Texte

╔══

©Peinture par Samir Abi Rached
Un reportage récent de l’AFP (Agence France-Presse) fait ressortir une dimension peu connue de l’impact économique de la culture et de l’art. Le tout étayé par des exemples précis, comptabilisés par des économistes de renom.
Ainsi, la tournée mondiale de la star américaine de la pop Taylor Swift, «The Eras Tour», pourrait dépasser le milliard de dollars de recettes lorsqu’elle s’achèvera fin 2024. Les concerts de Beyoncé à Stockholm ont contribué à une inflation plus élevée que prévu pour le pays, à la suite des dépenses excessives des fans. Et son «Renaissance World Tour», qui s’est achevé en octobre, devrait au total avoisiner les 560 millions de dollars de recettes. En Corée du Sud, le groupe de K-pop BTS a rapporté à son pays plus de 3,6 milliards de dollars de retombées économiques.
Plus de 50 ans après la séparation des Beatles, Liverpool, leur ville natale, continue d’attirer les nostalgiques du quatuor. Le tourisme lié aux Beatles est estimé à 150 millions de dollars. Le groupe Abba a, pour sa part, contribué à faire de la Suède le troisième exportateur mondial de musique, derrière les États-Unis et le Royaume-Uni.
Puis, sur le plan artistique général, tout le monde peut constater empiriquement l’impact économique de Mozart à Vienne, du Louvre (et des 130 musées) à Paris, des Broadway shows à New York, de la Sagrada Familia à Barcelone, ou la ruée des fans de Mylène Farmer là où elle se produit. En réalité, le produit culture/art/patrimoine est certainement l’un des premiers attraits d’une région, disputant la première place en termes d’impact économique avec le combiné SSS (sea, sex, sun).
Au Liban, on a heureusement tous les atouts pour réaliser des recettes record, à notre échelle. Mais comme on est aussi les champions des occasions perdues, on n’en profite pas assez. Une bonne partie des artistes de l’agence panarabe leader Rotana sont Libanais. Dans les années fastes, lorsque le Hezbollah ne s’amuse pas à faire sauter des fusibles, les siens et ceux du pays, on dénombrait des dizaines de festivals annuels, alignant autant de concerts, spectacles, expos et événements en tout genre.
Une étude de 2020 de l’Institut Basil Fuleihan, en coopération avec l’Agence française de développement, regroupant des données d’avant la crise, évaluait le secteur à 3 milliards de dollars, 50.000 emplois et 6.000 entreprises (théâtre, spectacles, cinéma, télé, production, édition, patrimoine, arts, sites…), sans inclure l’impact collatéral sur d’autres secteurs. Et le potentiel possible est encore énorme.

╚══

Objectifs
• A. Selon le texte, pourquoi les concerts de Beyoncé à Stockholm ont-ils entraîné une inflation plus forte que prévu ? Répondez en une à trois phrases.
• B. Renvoyez toutes les lignes des enregistrements contenant la chaîne "rough", en tenant compte de la casse.
Le texte et les enregistrements n'ont aucun lien entre eux.

(Enregistrements stockés du jeu de données)
╔══

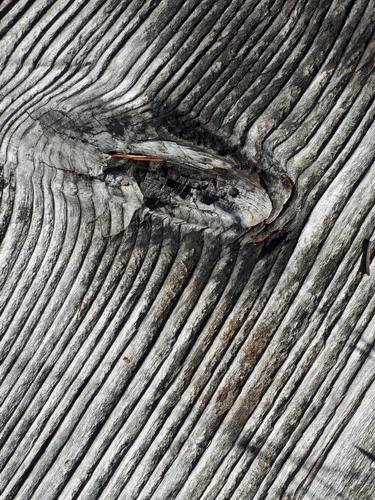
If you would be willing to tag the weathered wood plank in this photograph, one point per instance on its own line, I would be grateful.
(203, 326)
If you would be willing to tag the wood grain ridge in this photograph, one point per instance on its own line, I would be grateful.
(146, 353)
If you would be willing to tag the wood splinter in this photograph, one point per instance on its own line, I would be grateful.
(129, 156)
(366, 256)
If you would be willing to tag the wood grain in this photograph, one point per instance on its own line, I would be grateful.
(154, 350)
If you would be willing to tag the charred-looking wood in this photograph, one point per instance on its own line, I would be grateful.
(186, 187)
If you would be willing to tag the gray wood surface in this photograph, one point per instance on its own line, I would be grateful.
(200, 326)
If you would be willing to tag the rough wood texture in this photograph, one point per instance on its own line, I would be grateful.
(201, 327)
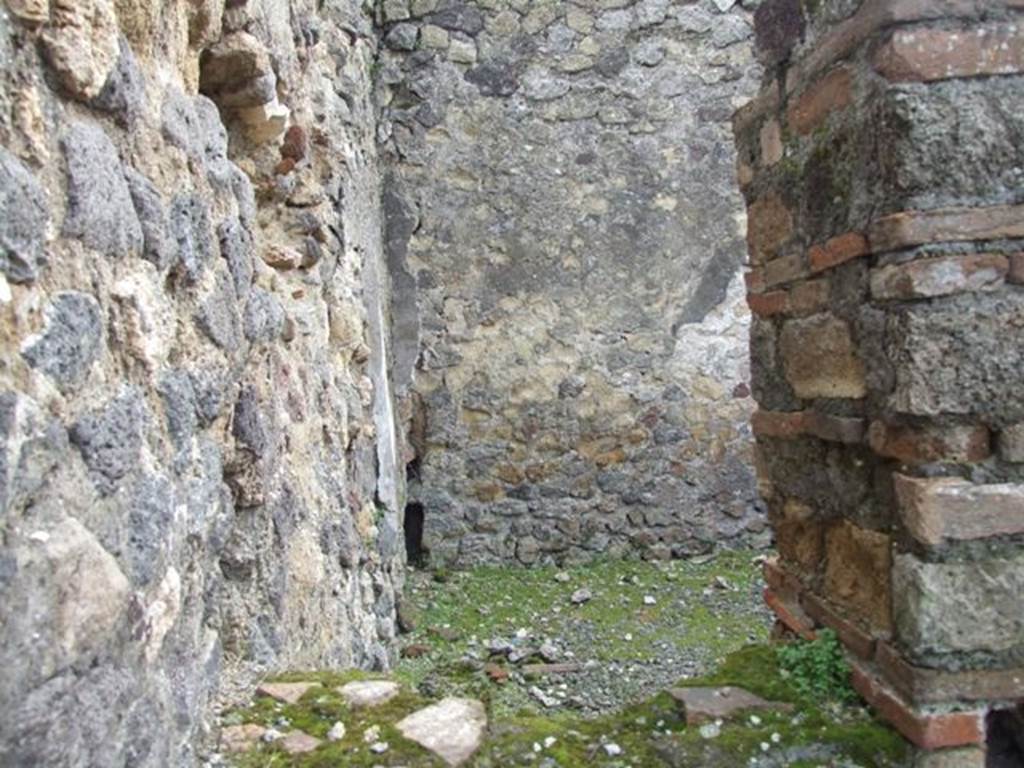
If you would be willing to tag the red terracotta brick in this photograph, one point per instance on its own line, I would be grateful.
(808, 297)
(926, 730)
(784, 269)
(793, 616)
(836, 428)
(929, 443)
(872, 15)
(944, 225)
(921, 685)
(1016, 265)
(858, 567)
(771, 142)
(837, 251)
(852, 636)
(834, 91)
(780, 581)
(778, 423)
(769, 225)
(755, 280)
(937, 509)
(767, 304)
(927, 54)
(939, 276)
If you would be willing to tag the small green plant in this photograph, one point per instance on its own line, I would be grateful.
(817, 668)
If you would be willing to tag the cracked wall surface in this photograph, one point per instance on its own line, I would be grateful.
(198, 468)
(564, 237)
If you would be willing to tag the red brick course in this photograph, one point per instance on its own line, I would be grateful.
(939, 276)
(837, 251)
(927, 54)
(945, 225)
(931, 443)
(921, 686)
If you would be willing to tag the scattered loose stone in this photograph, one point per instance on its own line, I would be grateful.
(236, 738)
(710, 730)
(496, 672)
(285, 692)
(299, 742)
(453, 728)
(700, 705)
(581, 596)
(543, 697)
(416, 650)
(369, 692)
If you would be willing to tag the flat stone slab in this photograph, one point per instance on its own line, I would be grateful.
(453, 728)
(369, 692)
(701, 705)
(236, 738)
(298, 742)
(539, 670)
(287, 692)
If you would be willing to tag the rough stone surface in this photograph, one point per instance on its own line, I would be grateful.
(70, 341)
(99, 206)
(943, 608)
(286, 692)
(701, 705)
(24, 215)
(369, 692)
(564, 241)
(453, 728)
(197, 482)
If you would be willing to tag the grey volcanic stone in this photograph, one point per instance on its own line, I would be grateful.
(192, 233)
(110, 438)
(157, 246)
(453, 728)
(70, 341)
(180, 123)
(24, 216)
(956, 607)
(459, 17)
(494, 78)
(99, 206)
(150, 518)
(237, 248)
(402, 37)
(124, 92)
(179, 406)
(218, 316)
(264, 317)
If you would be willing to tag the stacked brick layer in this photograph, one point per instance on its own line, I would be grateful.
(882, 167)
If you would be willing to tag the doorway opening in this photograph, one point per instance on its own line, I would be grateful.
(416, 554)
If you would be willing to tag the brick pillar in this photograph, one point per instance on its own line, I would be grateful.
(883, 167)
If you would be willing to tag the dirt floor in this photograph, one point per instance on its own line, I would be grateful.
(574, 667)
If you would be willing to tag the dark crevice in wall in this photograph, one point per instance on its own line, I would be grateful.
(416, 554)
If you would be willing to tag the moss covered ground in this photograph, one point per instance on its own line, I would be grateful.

╚══
╔══

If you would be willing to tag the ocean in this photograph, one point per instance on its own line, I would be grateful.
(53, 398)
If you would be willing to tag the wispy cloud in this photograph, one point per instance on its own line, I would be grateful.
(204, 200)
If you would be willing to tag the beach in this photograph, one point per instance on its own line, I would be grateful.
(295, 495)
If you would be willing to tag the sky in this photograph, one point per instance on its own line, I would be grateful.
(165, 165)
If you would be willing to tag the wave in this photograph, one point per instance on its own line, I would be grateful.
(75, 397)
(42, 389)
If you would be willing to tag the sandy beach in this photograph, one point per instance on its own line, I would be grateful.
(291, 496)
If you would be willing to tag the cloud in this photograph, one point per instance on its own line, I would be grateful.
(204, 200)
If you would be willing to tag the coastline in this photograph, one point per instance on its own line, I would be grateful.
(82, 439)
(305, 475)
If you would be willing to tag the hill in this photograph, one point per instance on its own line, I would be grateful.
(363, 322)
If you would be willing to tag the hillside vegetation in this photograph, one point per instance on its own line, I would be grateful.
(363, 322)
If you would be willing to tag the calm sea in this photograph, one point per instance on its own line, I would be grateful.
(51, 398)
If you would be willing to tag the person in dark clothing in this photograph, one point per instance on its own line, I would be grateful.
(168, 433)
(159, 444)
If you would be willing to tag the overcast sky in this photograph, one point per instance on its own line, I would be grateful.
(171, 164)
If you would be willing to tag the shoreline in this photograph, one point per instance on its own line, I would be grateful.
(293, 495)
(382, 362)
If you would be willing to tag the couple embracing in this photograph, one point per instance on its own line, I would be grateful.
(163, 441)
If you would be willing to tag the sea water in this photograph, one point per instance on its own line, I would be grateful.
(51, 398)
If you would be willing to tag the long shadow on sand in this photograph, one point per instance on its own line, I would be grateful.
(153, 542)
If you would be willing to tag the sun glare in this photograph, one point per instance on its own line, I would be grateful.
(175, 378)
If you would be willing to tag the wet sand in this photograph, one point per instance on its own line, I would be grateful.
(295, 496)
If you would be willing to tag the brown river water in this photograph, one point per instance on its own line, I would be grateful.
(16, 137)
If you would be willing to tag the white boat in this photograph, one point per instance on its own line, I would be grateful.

╚══

Réponses
• A. D'après le texte, les fans ont fait des dépenses excessives lors des concerts de Beyoncé à Stockholm. Ces dépenses ont poussé l'inflation du pays au-delà des prévisions.

• B.
If you would be willing to tag the rough wood texture in this photograph, one point per instance on its own line, I would be grateful.
If you would be willing to tag the rough stone surface in this photograph, one point per instance on its own line, I would be grateful.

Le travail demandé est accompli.